Exercise objective »
Return every line of the material below word for word, with nothing changed.

(Dataset rows)

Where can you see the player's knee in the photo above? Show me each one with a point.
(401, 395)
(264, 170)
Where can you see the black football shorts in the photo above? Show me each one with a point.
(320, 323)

Solution for this exercise »
Where can you see the player's knee in the photo above? Show me each one with a point.
(401, 395)
(264, 170)
Where can you see the black football shorts in the photo above? Show me each one with a point.
(320, 323)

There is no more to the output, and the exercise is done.